# Suas tarefas
(a) No texto sobre a escalada dos juros, para qual patamar a Selic foi elevada?
(b) Reproduza do texto sobre a escalada dos juros o trecho que começa em "Desta vez, o" e vai até "microchips dos automóveis.", inclusive.

# Texto fornecido
%%

A escalada dos juros básicos
Setor público precisa fazer a tarefa de casa, que é evitar incendiar ainda mais a inflação, mantendo-se austero
O aumento dos juros básicos da economia em um ponto percentual, para 6,25% ao ano, foi considerado moderado por analistas, pois alguns chegaram a prever alta de até 1,50. Já o Comitê de Política Monetária (Copom), após anunciar a nova Selic, alegou que precisa observar a adequação das atividades econômicas à escalada recente da taxa. Em resumo, o Banco Central está preocupado com a possibilidade da calibragem dos juros começar a anular os efeitos da reabertura com o avanço da vacinação contra a covid-19. Por outro lado, o BC mantém alguma esperança da inflação, pelo menos em parte, ser logo debelada. Mas o resultado prático de subir a Selic é encarecer o custo do dinheiro - o crédito fica mais caro para investir, comprar a casa própria e consumir no comércio – e desestimular a demanda para forçar uma queda de preços. Essa estratégia não tem como não abater o setor produtivo e o consumo. Porém, uma característica histórica dessa política monetária é o seu resultado demorar um pouco a aparecer, talvez daqui a seis meses.
Desta vez, o trabalho do BC está mais difícil e, conforme a autoridade monetária explicou, os fatores inflacionários são internos e externos e se interagem. Os estímulos monetários contra a pandemia, como o auxílio emergencial, ampliando o consumo de alimentos e alguns produtos industrializados, coincidiram com a queda na oferta de commodities alimentícias e minerais e no atraso das indústrias de insumos, como os microchips dos automóveis.

%%

Descrições de regiões em linguagem natural
%%

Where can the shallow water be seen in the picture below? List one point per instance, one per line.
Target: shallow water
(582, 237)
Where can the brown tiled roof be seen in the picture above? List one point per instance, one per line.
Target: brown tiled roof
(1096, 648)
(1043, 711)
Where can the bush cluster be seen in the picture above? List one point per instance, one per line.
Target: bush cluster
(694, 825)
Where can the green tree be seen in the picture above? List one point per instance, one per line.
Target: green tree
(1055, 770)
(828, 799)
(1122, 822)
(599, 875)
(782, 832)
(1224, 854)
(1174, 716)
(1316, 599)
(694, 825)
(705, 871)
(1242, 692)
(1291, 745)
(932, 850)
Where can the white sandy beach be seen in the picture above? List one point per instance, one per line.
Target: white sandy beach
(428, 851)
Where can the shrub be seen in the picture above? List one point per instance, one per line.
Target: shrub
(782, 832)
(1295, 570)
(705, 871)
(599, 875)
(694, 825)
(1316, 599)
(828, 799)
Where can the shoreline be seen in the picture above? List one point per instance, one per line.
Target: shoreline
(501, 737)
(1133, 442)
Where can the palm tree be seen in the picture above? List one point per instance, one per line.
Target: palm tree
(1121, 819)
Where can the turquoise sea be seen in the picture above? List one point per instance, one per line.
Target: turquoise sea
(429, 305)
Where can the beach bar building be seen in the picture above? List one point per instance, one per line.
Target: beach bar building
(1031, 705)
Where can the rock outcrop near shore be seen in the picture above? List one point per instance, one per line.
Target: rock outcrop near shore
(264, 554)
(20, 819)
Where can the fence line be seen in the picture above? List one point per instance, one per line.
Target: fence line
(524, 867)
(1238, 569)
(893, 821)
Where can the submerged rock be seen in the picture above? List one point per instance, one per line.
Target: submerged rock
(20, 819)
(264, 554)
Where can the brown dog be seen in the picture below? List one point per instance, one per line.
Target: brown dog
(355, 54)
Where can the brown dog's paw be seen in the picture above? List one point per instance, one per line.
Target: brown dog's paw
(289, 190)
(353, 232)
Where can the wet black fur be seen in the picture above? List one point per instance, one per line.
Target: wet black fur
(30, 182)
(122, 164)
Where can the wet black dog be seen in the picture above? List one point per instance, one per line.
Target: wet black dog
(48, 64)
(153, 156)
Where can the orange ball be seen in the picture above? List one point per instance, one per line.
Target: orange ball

%%

# Soluções por tarefa
(a) Para 6,25% ao ano.

(b)
Desta vez, o trabalho do BC está mais difícil e, conforme a autoridade monetária explicou, os fatores inflacionários são internos e externos e se interagem. Os estímulos monetários contra a pandemia, como o auxílio emergencial, ampliando o consumo de alimentos e alguns produtos industrializados, coincidiram com a queda na oferta de commodities alimentícias e minerais e no atraso das indústrias de insumos, como os microchips dos automóveis.